Update the material below by changing every "Category" to "Label" and leaving everything else as it is.

## Data section
START

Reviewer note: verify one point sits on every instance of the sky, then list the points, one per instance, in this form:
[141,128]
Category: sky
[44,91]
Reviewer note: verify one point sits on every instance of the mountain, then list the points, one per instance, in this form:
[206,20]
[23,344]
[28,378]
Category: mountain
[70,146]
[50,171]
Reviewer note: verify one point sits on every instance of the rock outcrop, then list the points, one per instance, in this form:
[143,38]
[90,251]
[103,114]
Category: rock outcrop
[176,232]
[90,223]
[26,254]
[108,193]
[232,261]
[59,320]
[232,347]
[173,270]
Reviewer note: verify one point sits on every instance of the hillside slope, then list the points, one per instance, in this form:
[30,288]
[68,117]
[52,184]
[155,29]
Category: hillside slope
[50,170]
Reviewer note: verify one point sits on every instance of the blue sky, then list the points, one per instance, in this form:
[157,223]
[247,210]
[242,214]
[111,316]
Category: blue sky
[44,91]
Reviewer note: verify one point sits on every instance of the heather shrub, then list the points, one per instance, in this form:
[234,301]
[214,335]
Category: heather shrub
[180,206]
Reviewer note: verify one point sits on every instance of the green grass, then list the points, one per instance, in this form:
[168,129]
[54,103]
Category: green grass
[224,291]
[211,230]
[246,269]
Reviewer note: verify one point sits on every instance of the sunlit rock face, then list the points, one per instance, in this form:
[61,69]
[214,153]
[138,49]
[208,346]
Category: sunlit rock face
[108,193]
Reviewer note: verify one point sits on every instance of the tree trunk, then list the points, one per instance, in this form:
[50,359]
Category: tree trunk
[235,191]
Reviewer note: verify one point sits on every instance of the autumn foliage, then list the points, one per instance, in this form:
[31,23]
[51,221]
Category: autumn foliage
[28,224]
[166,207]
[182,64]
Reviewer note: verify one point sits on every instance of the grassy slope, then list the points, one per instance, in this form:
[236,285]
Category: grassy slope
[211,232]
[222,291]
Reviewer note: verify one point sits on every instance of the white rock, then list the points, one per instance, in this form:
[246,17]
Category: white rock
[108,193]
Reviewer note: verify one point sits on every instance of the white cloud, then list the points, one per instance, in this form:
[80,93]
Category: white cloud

END

## Correct result
Reviewer note: verify one point sits on every instance of the sky, then list the points, one per instance, in this form:
[141,128]
Label: sky
[44,91]
Reviewer note: verify one point sits on every instance of the mountain, then list the points, one per instance, in this form:
[206,20]
[23,344]
[28,378]
Label: mountain
[70,146]
[50,171]
Reviewer note: verify one point sits on every instance of the rock outcrop, then list the points, one per instance, in this form:
[143,38]
[90,251]
[103,114]
Label: rock outcrop
[176,232]
[90,223]
[26,254]
[108,193]
[232,261]
[59,320]
[232,347]
[173,270]
Reviewer note: verify one point sits on every instance of the hillside slope, then list the points, one per instance, in this form:
[30,288]
[68,117]
[52,184]
[155,29]
Label: hillside slope
[50,170]
Reviewer note: verify one point sits on every instance of the blue sky, then list the points, one per instance, in this form:
[157,223]
[247,210]
[242,214]
[111,316]
Label: blue sky
[44,91]
Reviewer note: verify one point sits on every instance of the heather shrub, then list the points, one per instance, in this form:
[234,301]
[214,335]
Label: heather shrub
[180,206]
Reviewer note: verify one point sits on every instance of the green grass, then list the points, one per instance, in this form:
[168,129]
[54,103]
Label: green grass
[224,291]
[211,230]
[246,269]
Reviewer note: verify one point sits on every instance of the sunlit rock face, then list the points, one per instance, in this form:
[61,69]
[214,153]
[138,49]
[208,346]
Label: sunlit rock face
[108,193]
Reviewer note: verify one point sits on every instance of the tree trunk, then list the points, one per instance, in this form:
[50,359]
Label: tree trunk
[235,191]
Reviewer note: verify one point sits on every instance of the autumn foliage, then list the points, one per instance, in this form:
[31,23]
[51,221]
Label: autumn foliage
[28,224]
[166,207]
[182,64]
Reviewer note: verify one point sits on every instance of the grassy slope, then list the points, one per instance, in this form:
[236,285]
Label: grassy slope
[211,232]
[222,291]
Reviewer note: verify one point sits on every instance of the white rock, then list the points, one per instance, in this form:
[246,17]
Label: white rock
[108,193]
Reviewer note: verify one point sits on every instance of the white cloud, then list the points, one per instance, in this form:
[80,93]
Label: white cloud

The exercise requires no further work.